**REQUIREMENT:**
Retype all the records with nothing changed.

**SUPPLIED RECORDS:**
[start]

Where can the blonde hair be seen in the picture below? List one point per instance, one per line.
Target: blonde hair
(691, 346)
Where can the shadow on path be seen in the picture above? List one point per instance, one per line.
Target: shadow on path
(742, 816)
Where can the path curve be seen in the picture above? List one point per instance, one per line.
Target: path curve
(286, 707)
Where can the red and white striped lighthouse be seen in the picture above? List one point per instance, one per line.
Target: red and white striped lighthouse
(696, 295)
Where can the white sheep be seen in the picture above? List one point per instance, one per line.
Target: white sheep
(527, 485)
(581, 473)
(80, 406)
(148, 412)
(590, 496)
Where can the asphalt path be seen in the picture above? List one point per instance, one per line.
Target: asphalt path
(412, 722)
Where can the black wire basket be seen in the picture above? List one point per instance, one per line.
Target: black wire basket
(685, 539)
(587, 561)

[end]

**EXPECTED ANSWER:**
Where can the blonde hair be seen in the picture below? List one point per instance, one per line.
Target: blonde hair
(691, 346)
Where can the shadow on path be seen in the picture above? List one point per instance, one per line.
Target: shadow on path
(742, 816)
Where can the path curve be seen in the picture above? List one point per instance, one per line.
Target: path curve
(286, 707)
Where can the red and white striped lighthouse be seen in the picture above? List one point per instance, one per line.
Target: red and white striped lighthouse
(696, 295)
Where can the white sheep be seen in the picture above? List one point per instance, one per line.
Target: white sheep
(527, 485)
(581, 473)
(80, 406)
(148, 412)
(590, 496)
Where can the asphalt path be seen in the picture above? List one point per instance, one per line.
Target: asphalt path
(412, 722)
Where can the black wire basket be seen in the picture above? List one point per instance, one per line.
Target: black wire basket
(685, 539)
(587, 561)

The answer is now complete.